- **Passage**:
################
Does life exist beyond Earth? Not surprisingly, searches of the solar system yield no evidence because the only planet (or moon) located in the right place is Earth. However, the discovery of exoplanets (planets outside our solar system) boosted researchers' enthusiasm for finding life beyond Earth. Thus far, our technology lacks the sensitivity to detect any signatures of life outside of our solar system, but scientists continue to make progress. While these advances reveal additional indicators that Earth may be rare (or unique) in its capacity to support life, they also provide a way to genuinely test the rare-earth hypothesis.
Using current telescope technology, scientists can measure only orbits, masses, and sizes of exoplanets. Over the next decade, advances will permit the detection of life signatures from stars in the neighborhood of the solar system, which will allow powerful tests of the rare-earth hypothesis. An article published in the journal Astrobiologyhighlights one of those tests.
Earth currently resides near the habitable zone’s inner edge. Yet, as the Sun’s luminosity increases (with age), the habitable zone will move farther and farther out, making Earth less habitable. As Earth’s surface temperature increases, the planet will go from supporting large-bodied, complex life (like humanity) to hosting only multicellular life and then only microbial life. Eventually it will be completely devoid of any life. The whole progression takes between 2 to 3 billion years. Although Earth provides an impractical venue for testing this idea, older exoplanets in the solar neighborhood serve as good places for the test.
################
- **Dataset entries**:
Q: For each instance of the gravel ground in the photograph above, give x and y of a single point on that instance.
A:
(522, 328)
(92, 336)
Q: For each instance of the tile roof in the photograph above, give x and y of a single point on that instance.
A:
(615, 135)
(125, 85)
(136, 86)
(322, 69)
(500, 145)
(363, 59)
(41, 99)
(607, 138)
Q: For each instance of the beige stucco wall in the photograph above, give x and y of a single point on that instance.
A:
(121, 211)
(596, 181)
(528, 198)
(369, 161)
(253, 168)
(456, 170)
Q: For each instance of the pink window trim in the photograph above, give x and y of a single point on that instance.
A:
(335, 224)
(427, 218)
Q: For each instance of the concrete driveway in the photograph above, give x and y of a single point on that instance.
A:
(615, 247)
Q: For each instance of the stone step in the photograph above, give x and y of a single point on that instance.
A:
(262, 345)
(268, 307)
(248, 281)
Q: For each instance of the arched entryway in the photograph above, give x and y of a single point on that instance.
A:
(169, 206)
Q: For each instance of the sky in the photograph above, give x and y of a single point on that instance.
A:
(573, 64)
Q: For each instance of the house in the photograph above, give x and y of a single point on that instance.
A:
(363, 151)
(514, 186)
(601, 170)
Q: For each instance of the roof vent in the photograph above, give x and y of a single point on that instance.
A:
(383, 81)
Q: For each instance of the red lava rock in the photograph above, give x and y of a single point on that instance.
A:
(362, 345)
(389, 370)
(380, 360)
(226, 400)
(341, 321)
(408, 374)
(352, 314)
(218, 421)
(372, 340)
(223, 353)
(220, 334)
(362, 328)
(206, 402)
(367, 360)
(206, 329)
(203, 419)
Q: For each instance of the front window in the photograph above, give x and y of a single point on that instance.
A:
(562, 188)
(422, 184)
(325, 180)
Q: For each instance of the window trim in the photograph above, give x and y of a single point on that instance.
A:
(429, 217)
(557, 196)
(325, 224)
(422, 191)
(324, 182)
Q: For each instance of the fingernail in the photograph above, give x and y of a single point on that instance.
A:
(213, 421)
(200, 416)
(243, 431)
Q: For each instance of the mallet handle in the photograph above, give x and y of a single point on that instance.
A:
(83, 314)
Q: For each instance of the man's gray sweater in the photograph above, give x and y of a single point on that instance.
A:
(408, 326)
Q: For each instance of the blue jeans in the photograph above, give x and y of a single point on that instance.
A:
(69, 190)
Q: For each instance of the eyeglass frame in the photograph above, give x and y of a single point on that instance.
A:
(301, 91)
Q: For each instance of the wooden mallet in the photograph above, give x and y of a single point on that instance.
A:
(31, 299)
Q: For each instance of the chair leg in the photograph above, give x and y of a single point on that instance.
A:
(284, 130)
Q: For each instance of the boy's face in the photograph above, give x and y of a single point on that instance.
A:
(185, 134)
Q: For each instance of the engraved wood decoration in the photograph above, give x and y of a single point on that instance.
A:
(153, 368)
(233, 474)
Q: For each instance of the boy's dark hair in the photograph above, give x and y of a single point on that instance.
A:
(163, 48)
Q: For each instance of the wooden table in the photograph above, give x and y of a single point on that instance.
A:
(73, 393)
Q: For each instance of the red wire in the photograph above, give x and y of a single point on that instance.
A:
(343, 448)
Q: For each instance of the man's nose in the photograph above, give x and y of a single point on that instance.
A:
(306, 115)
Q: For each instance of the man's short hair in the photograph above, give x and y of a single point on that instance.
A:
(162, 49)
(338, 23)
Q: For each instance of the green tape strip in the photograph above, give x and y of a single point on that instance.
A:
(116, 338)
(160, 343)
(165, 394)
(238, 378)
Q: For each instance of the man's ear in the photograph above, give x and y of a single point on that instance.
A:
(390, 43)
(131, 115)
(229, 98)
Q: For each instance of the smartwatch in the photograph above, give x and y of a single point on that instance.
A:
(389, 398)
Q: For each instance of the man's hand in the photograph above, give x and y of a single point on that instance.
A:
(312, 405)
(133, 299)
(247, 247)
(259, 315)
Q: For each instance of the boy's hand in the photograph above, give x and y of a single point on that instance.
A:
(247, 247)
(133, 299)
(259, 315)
################
- **Prompt 1**: Duplicate, word for word, the section of the rare-earth passage that opens with the words containing "Does life exist" and closes with "test the rare-earth hypothesis.".
- **Prompt 2**: According to the rare-earth passage, which properties of exoplanets can scientists currently measure with telescopes? List them.
- **Prompt 3**: Extend the rare-earth passage past its final sentence.

- **Response area 1**:
Does life exist beyond Earth? Not surprisingly, searches of the solar system yield no evidence because the only planet (or moon) located in the right place is Earth. However, the discovery of exoplanets (planets outside our solar system) boosted researchers' enthusiasm for finding life beyond Earth. Thus far, our technology lacks the sensitivity to detect any signatures of life outside of our solar system, but scientists continue to make progress. While these advances reveal additional indicators that Earth may be rare (or unique) in its capacity to support life, they also provide a way to genuinely test the rare-earth hypothesis.

- **Response area 2**:
orbits
masses
sizes

- **Response area 3**:
As described in Astrobiology, researchers identified six Sun-like stars that could host Earth-like planets residing in the continuous habitable zone (CHZ). Each of these stars measures between 6 and 7 billion years old (as compared to the 4.6-billion-year age for the Sun and Earth). Applying biosphere evolution models to (hypothetical) planets orbiting the stars revealed that each planet was in a different stage of decline from Earth-like to almost extinct. Future measurements to find planets around these stars and characterize their biosignatures will yield constraints on the validity of the rare-earth hypothesis.1
Even though better testing is still a ways off, the current research does highlight one more criterion that habitable planets must meet. Not only must they start in the habitable zone, they must remain within a habitable zone that continually moves farther away from the host star. As the Astrobiology article states, “If the development of Earth-like biospheres is rare, requiring a sequence of low-probability events to occur, biosphere evolution models suggest they are rarer still, with only thousands being present in the Galaxy as a whole.” Research continues to point to a rare, finely designed Earth.